**EXTRAIT DU TEXTE**:
------------------------------

Sur la seconde, il critique l'homme politique, mais aussi notre espoir en l'homme politique, et cette croyance de tant de gens que ces surhommes auraient ce pouvoir et ce savoir leur permettant de nous sauver - voire de vivre à notre place.

J'ai choisi ensuite Gustave de Molinari, un Belge disciple de Bastiat, mort quelques 60 ans après lui. Il fut comme lui un "économiste" traitant de philosophie politique, autrement dit un des tout premiers à combiner une vision anarchiste en matière politique, mais purement capitaliste (au sens de pro-entrepreneuriale) sous l'angle de la théorie économique.

------------------------------

**CONSIGNE**: Restituez mot pour mot le passage de l'extrait qui commence à "Sur la seconde, il" et se termine à "la théorie économique.". Les données qui suivent ne sont pas utiles ici.

(Lignes de données sur l'emplacement des objets)
------------------------------

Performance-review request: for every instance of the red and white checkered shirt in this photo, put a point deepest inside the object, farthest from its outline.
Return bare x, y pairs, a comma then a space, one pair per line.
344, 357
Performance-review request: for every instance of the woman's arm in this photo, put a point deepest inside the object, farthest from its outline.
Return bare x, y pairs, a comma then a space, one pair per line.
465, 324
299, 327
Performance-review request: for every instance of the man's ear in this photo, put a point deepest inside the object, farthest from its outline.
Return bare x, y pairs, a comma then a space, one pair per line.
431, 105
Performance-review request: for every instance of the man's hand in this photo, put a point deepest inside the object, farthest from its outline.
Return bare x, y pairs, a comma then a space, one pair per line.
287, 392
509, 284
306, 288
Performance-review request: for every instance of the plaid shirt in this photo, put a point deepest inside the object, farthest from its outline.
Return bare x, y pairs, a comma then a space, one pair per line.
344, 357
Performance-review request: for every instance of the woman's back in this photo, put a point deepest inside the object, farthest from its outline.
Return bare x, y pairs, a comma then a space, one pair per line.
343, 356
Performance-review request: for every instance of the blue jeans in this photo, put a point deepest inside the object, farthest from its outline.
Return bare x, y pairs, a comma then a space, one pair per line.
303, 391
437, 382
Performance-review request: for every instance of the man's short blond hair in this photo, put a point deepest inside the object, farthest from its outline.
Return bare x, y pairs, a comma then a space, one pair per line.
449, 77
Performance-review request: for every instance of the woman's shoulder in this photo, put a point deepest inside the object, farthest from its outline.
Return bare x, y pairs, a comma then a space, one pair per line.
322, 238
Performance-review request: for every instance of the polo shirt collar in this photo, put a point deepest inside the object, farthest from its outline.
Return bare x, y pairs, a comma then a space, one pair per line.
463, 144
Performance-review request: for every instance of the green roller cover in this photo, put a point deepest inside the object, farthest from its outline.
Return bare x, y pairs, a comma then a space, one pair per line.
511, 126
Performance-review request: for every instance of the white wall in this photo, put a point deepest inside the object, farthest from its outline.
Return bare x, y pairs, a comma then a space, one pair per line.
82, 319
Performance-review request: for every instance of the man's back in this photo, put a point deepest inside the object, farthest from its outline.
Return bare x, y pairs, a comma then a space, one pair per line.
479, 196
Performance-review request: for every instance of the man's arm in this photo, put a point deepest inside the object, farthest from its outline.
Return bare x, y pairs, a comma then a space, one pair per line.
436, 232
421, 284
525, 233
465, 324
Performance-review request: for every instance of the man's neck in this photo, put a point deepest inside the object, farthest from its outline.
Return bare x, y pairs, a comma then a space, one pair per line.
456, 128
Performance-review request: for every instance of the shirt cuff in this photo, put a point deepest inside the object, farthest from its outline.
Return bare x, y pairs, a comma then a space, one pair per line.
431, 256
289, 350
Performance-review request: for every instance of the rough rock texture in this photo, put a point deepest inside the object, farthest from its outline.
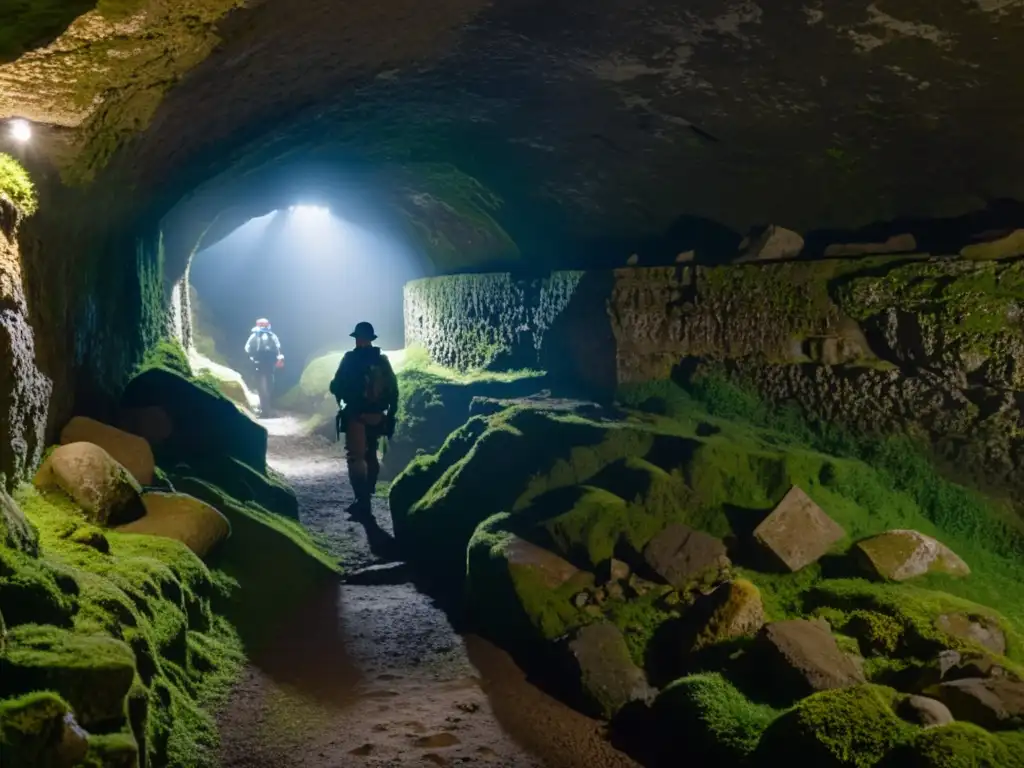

------------------------------

**RÉPONSE**:
Sur la seconde, il critique l'homme politique, mais aussi notre espoir en l'homme politique, et cette croyance de tant de gens que ces surhommes auraient ce pouvoir et ce savoir leur permettant de nous sauver - voire de vivre à notre place.

J'ai choisi ensuite Gustave de Molinari, un Belge disciple de Bastiat, mort quelques 60 ans après lui. Il fut comme lui un "économiste" traitant de philosophie politique, autrement dit un des tout premiers à combiner une vision anarchiste en matière politique, mais purement capitaliste (au sens de pro-entrepreneuriale) sous l'angle de la théorie économique.